La station Europe est fermée

Le parlementaire européen est une variété politique mal connue de l'opinion publique. Par éclipses, il sollicite les suffrages des électeurs de son pays. Il est exilé en Alsace. Il est délocalisé à Strasbourg. Il siège dans un coin de l'Hexagone. La géographie est une discipline rayée de l'agenda communautaire. Il est vrai qu'on la répute fauteuse de troubles, qu'on lui impute nos guerres fratricides. D'un même élan amnésique, l'Europe s'est affranchie de l'histoire: elle s'exonère de ses devoirs de mémoire en gommant la part chrétienne de ses racines. 
Décennie après décennie, les militants de la cause européenne nous rabâchent ses vertus pacifiques, ses ressorts économiques, ses nécessités stratégiques. Au bilan, l'Europe s'est dotée d'une monnaie. Si les marchandises s'échangent, les peuples s'évitent. L'Europe n'a pas de mots pour dire son unité. Comble de la vassalité, elle emprunte le parler américain pour exprimer sa vague identité. Autrement dit, elle s'entend sur l'argent, elle se désaccorde sur la langue.

Enregistrements du jeu de données
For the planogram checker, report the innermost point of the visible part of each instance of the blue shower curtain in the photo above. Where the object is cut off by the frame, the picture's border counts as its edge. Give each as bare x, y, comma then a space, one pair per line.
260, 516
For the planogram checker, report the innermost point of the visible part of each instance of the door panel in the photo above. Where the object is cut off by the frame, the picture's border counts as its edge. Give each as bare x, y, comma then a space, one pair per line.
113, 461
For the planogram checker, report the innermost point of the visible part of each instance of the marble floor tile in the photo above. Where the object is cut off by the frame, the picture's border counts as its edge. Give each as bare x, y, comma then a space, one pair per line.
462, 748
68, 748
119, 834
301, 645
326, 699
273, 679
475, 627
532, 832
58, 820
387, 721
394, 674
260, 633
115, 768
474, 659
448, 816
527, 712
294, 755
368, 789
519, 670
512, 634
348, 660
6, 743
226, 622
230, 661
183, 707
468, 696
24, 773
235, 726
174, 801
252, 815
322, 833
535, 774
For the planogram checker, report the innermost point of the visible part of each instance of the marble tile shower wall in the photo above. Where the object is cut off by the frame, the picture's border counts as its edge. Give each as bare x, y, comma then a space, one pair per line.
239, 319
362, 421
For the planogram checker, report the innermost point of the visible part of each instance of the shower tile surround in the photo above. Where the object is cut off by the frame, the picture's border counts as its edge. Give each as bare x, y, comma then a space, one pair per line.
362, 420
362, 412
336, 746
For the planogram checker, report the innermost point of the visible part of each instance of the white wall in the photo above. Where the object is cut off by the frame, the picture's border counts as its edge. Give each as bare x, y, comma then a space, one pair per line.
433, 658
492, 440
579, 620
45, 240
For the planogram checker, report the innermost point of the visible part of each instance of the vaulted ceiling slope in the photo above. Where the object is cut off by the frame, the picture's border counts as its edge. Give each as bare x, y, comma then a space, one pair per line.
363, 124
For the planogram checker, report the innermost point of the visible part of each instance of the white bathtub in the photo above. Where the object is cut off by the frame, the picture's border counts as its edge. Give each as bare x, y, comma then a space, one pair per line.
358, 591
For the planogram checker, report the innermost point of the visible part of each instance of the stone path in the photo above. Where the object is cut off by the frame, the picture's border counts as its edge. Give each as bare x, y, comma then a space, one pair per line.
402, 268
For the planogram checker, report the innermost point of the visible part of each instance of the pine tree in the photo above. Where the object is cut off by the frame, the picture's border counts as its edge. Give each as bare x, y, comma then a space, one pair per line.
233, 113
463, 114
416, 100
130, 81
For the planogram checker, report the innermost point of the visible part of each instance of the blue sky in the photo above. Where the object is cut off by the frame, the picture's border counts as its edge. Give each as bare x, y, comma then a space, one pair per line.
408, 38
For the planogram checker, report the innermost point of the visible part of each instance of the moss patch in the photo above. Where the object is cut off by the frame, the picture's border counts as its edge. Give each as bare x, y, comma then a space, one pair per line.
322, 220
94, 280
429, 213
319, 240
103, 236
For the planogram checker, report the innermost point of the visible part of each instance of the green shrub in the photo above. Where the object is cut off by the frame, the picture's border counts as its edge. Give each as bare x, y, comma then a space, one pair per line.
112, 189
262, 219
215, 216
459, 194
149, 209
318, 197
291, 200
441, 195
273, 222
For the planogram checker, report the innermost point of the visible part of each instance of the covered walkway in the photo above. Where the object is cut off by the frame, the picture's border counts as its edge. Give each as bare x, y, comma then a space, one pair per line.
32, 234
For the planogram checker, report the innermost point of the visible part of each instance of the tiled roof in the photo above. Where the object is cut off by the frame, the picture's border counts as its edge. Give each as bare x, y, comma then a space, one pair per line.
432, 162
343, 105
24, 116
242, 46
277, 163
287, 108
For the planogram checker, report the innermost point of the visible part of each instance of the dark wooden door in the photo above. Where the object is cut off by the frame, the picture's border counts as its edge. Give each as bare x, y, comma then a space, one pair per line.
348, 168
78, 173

### Travail demandé
A – Selon le texte sur le parlementaire européen, dans quelle ville celui-ci est-il délocalisé ?
B – Poursuivez, s'il vous plaît, le texte sur le parlementaire européen et l'Europe en reprenant après sa dernière phrase.

### Réponses attendues
A – À Strasbourg.

B –
L'Europe échoue à nous préserver de la guerre économique. Les intérêts divergent d'un côté de la Manche à l'autre, d'une rive du Rhin à l'autre, d'un versant des Pyrénées ou des Alpes à l'autre. Nos voisins de palier ne sont pas forcément des amis. Ils demeurent précisément des "autres", des étrangers, situés au-delà de barrières physiques. Finies les querelles de bornage d'un temps paysan. Reste les conflits de compétitivité sur les marchés. A Londres, je me sens au bout du monde, au Finistère de la planète. La citoyenneté européenne est une vue de l'esprit, une idée sans vision, un concept sans chair. Le projet de l'Europe est venu trop tôt: il a dérouté les bonnes volontés du droit chemin de la planète. Le monde est notre lien social d'origine, notre appartenance primitive à la nature, notre seule identité commune. Aucun sous-continent ne peut rivaliser avec la légitimité première du monde. Si la richesse individuelle se résume à un corps, le bien collectif le plus précieux s'identifie au monde. Nous n'avons qu'un monde. "Aussi unique pour nous que la vie pour chacun de nous. A le perdre, nous nous perdons tous ensemble. Rendant désuètes les guerres anciennes, y compris l'apocalypse, le risque final du Monde rassemble l'humanité." (Michel Serres, "La Guerre mondiale", page 173, Editions Le Pommier). Le philosophe nous rappelle au devoir du moment. Les hommes ne font plus corps qu'autour de leur Terre. Par gros temps planétaire, ils s'agrègent, se fédèrent, s'unissent. Par la force des choses, on assiste à la naissance d'une volonté mondiale commune.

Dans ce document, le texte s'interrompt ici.